> INSTRUCTIONS:
(1) Which exercises or yoga poses does the comment thread about back exercises mention by name? List all of them.
(2) In the comment thread about back exercises, what does one commenter suggest as an alternative to the locust?
(3) Can you carry on the comment thread about back exercises from its last reply with one or two more comments in the same style?

> GIVEN PASSAGE:
The routine involves variations on the "dead bug," doing all upper body work whilst on a wobble board, doing nearly all lower back on a wobble board ( body or low-weight, high-rep), and very carefully-controlled upper body movements with various hanging grips. Oh, and yoga without the locust or cat-cow Smile
  • 6 11
flag lassemj (Mar 9, 2022 at 9:04) (Below Threshold)
 Im sorry but people should not be afraid to that exercise at all, you even got gravity working against the contraction. Its like saying you shouldn't go to full extension in a knee extension machine, because you will lock out your knees and damage them - it's simply not true..
The spine is not fragile and which is something many people have a hard time understanding because of "slipped disc" stories. a slipped disc does not equal pain - which is also why many leading leading experts recommend only doing scans and imaging when there's talk about red flags like a fracture or a tumor.
giving people the idea that their body is fragile causes fear avoidance, catastrophic thoughts which can be a huge contributor to the experience of pain - and the major player when it comes to chronic LBP
  • 7 1
 @lassemj: "Slipped disk doesn't equal pain"? You obviously never had one.
  • 3 1
 @lassemj: @lassemj: Indeed the spine can support enormous load (using correct technique).

Re discs, people throw around "slipped discs" incorrectly. A Bulging disc can be painless (I had one).
McGill has taken elite athletes from struggling to move to breaking world records.

Take a look at his website -https://www.backfitpro.com/ There's a whole world of "disc"overy (see what I did there).
  • 3 0
 @Mfro: thanks for the info!
I've forced myself to do yoga after years of back pain and herniated discs and Abi's video are my favorite and have helped a lot.
I have also heard that some of the poses are not good for the discs; thanks for providing a credible source to substantiate these claims.
  • 2 2
 Absolutely. I think Locust will be safe for many people but Bird Dogs are a great alternative.

  • 3 0
 @fujisan: Thank you!

> INPUT DATA:
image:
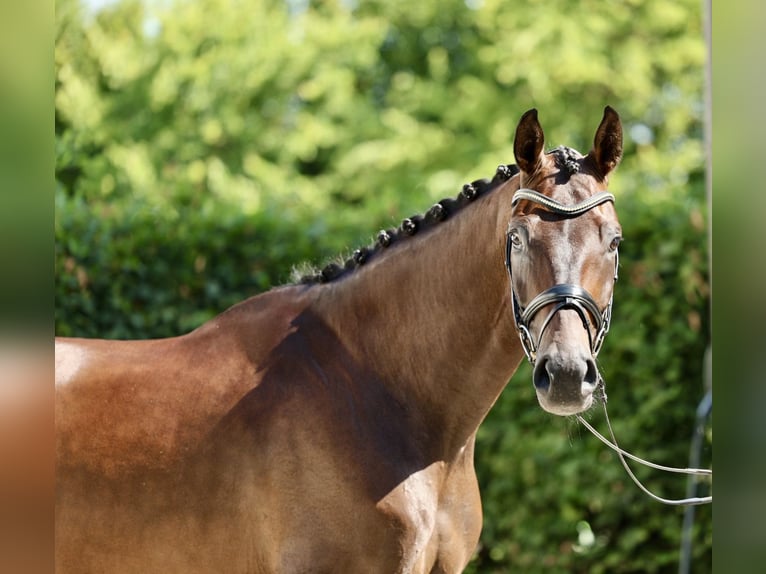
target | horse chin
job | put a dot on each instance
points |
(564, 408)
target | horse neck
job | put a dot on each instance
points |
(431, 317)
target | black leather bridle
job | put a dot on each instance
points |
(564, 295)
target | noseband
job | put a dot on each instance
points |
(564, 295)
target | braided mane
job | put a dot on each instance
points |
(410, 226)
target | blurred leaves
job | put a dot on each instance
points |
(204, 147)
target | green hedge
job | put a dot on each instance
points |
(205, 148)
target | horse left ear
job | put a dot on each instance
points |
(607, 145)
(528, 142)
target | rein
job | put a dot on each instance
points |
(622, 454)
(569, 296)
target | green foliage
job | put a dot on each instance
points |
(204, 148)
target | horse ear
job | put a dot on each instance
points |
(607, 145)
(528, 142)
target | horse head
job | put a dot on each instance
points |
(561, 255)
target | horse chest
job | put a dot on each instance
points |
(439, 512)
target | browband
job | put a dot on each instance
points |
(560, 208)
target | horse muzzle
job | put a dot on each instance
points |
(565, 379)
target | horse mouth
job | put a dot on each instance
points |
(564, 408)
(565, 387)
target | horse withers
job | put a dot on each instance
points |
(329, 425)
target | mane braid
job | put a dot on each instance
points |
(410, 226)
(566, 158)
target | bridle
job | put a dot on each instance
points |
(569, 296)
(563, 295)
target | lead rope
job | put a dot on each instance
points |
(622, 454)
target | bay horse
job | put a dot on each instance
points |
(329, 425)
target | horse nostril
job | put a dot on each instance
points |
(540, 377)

> TASK RESULTS:
(1) Dead bug, locust, cat-cow, knee extension, bird dog

(2) Bird dogs.

(3)
  • 3 0
 @Joecx: Leading experts are recommending doing way less imaging because studies have shown that many people walk around with disc bulges/protusions without having any symptoms at all. So no just because you have a disc bulge or protusion doesn't mean you are In pain. Just like you can see people with arthritis in the spine or knees and not have any pain at all from it. There's a lot more to pain than the structures of our body.
Psykosocial factors plays a HUGE role.
  • 2 0
 @Mfro: There is no such thing as a good lifting technique.
When you perform on an elite level and wants to have the maximum output of power in a lift for example having a certain technique makes sense.
If you got a job requiring lots of heavy lifting then its the lack of restitution and loadmanagement that seems to be the larger issue.

Im about to finish my education as a physiotherapist so im doing plenty of reading -thanks Smile
  • 2 0
 @Joecx: What lassemj perhaps could have said was slipped disc doesn't *have to* equal pain, especially beyond the acute phase.

@Mfro, thanks for the link. I can't easily/cheaply get a copy of the source textbook by McGill unfortunately. From what I can see the 3300N limit comes from occupational health and safety guidelines and shouldn't be applied to an athletic population, who presumably would be exceeding those guidelines with other heavy strength training as well. Careful, progressive loading to achieve tissue load tolerance is key. That said I regularly treat people with back pain and have never prescribed superman exercises.

@lassemj: good luck with the rest of your studies! Discussing non-physical contributers to pain is hard, I've found it requires a fine balance between validating the patient's experience/suffering, developing better physical competence, and pushing them to better manage their psychosocial factors.
  • 1 0
 @rp86: Thanks!
The way I expressed it might have been a little confusing - but Im glad you get my point.
And yes its definitely difficult talking to patients about other contributing factors to pain whilst making sure they know you acknowledge their experience of pain. Explaining stuff like central sensibilization and other mechanisms is a big pedagogical task.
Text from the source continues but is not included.